**TASK:**
Which lines in the rows below contain the string "leaf", matching case exactly? List each such line in full.

>> begin EXTRACTED INFORMATION

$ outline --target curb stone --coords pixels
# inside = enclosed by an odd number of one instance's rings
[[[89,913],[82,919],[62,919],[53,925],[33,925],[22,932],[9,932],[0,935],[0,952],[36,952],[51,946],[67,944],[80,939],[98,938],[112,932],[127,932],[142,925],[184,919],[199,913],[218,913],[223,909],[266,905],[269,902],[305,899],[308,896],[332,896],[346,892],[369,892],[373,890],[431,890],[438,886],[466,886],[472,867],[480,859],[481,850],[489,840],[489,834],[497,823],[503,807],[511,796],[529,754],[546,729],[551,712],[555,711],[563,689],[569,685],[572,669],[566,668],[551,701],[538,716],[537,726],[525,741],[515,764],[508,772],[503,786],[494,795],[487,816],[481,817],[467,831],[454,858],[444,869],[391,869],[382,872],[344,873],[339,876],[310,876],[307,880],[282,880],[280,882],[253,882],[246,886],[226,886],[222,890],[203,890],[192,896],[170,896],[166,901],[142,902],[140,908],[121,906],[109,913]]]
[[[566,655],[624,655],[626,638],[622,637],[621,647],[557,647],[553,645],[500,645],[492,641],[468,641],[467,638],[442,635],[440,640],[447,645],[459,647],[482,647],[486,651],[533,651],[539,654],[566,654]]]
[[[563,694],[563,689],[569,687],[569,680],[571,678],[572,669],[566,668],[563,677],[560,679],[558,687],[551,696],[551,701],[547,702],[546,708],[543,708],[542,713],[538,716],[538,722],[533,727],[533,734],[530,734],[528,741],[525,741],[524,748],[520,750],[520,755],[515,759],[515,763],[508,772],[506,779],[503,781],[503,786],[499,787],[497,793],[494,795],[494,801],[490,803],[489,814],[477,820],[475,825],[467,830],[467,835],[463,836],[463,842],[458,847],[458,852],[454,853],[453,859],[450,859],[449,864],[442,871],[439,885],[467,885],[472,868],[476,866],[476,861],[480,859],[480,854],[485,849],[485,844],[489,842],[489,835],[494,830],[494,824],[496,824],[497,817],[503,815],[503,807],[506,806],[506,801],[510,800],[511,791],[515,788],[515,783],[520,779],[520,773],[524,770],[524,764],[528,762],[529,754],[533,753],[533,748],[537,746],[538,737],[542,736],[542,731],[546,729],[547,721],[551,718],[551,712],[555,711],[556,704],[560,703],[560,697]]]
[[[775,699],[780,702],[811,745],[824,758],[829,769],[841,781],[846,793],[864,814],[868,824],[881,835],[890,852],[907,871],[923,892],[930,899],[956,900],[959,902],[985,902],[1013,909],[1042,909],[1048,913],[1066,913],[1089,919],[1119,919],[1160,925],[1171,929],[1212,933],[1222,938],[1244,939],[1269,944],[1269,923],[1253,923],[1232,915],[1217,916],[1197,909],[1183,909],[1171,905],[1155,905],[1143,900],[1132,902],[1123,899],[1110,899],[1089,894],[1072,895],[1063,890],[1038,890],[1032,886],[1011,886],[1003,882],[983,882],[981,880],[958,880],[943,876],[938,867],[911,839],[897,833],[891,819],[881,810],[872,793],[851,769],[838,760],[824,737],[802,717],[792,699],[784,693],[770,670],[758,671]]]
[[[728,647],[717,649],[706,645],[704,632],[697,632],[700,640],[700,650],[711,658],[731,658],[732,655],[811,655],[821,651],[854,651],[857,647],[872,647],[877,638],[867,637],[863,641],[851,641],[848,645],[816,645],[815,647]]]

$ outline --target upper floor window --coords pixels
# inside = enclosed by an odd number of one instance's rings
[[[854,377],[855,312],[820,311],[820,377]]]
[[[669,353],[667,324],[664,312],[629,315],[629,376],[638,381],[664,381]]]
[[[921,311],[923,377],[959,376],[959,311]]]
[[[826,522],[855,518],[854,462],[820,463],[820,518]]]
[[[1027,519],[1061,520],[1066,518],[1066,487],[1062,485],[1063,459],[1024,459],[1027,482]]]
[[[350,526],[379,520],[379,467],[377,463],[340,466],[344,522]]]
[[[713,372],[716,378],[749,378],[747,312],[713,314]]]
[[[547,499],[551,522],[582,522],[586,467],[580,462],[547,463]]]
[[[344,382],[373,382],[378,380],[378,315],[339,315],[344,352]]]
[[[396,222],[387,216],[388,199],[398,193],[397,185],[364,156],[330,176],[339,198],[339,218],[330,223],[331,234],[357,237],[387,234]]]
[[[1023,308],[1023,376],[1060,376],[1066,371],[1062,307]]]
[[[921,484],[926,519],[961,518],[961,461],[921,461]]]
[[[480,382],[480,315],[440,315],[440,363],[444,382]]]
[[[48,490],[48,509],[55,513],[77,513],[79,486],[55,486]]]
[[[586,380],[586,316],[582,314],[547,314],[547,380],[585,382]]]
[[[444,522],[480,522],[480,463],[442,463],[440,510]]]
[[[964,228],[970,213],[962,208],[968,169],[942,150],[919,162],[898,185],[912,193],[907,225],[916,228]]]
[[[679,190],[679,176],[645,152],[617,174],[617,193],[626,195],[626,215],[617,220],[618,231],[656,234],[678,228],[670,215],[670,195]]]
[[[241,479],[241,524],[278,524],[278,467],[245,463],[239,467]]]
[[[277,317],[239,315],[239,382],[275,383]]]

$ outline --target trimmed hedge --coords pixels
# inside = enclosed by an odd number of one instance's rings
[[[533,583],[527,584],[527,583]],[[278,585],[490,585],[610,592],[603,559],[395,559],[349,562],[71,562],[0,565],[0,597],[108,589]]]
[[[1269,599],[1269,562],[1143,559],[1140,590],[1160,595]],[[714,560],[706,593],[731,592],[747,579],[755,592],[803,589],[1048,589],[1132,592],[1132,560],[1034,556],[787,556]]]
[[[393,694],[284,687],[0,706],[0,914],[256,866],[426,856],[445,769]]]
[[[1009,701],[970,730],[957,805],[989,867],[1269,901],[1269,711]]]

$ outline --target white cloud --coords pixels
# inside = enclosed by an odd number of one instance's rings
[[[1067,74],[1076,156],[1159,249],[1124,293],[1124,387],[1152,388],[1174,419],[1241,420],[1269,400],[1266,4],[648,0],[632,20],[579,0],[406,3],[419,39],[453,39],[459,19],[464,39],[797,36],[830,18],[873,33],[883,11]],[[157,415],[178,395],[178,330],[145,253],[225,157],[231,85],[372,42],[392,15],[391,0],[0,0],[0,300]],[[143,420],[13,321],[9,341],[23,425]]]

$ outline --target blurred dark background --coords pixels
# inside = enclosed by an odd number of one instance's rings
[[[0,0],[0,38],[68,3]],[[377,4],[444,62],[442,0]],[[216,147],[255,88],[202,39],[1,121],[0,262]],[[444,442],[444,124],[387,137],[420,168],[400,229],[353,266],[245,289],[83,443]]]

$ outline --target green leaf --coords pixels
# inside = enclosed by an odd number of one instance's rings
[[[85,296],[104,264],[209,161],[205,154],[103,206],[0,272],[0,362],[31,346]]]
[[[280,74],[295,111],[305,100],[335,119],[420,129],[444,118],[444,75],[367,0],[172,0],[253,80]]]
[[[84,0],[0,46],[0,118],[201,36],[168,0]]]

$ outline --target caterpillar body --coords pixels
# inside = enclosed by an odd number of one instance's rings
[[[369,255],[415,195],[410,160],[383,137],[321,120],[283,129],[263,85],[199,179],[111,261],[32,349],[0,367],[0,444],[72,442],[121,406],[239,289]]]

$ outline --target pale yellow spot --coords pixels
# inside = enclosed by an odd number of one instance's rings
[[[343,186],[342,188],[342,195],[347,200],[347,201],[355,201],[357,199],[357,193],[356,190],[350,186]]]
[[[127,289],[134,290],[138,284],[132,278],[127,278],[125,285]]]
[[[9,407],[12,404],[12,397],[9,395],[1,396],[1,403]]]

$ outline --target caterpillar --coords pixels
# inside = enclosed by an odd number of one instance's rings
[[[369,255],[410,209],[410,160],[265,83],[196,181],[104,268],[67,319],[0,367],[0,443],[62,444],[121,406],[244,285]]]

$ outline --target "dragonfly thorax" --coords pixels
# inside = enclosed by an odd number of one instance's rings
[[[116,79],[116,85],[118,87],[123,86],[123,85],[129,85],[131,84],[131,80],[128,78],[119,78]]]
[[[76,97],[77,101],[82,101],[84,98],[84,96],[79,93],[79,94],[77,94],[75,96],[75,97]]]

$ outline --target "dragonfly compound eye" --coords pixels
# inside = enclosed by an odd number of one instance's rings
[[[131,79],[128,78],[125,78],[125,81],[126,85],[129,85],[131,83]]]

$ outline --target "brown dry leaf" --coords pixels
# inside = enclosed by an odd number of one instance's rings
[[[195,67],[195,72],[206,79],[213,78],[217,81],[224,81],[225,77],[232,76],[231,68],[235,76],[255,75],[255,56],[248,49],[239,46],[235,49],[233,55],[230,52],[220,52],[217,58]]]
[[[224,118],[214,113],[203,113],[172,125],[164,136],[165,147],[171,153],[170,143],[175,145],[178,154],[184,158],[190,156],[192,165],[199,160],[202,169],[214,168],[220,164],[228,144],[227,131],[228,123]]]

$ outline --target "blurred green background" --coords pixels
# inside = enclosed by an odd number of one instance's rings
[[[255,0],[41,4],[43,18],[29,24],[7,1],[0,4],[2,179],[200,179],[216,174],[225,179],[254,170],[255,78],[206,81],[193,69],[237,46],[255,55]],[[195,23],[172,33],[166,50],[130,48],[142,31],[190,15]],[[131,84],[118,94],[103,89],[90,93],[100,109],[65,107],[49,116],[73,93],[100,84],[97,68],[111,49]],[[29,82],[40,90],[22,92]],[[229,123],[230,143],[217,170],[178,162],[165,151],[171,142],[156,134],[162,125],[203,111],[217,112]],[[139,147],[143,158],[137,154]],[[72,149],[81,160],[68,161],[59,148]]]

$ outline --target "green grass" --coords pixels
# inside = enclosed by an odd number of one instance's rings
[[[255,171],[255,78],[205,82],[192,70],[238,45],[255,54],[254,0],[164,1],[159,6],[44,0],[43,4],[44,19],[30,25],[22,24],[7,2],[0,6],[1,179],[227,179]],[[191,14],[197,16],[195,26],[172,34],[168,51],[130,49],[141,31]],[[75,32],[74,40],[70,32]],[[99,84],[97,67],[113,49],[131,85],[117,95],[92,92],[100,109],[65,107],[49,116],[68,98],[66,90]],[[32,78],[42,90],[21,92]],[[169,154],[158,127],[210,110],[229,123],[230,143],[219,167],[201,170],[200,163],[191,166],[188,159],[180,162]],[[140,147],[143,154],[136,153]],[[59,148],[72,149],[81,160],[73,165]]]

>> end EXTRACTED INFORMATION

**RESPONSE TO THIS EXERCISE:**
$ outline --target green leaf --coords pixels
$ outline --target "brown dry leaf" --coords pixels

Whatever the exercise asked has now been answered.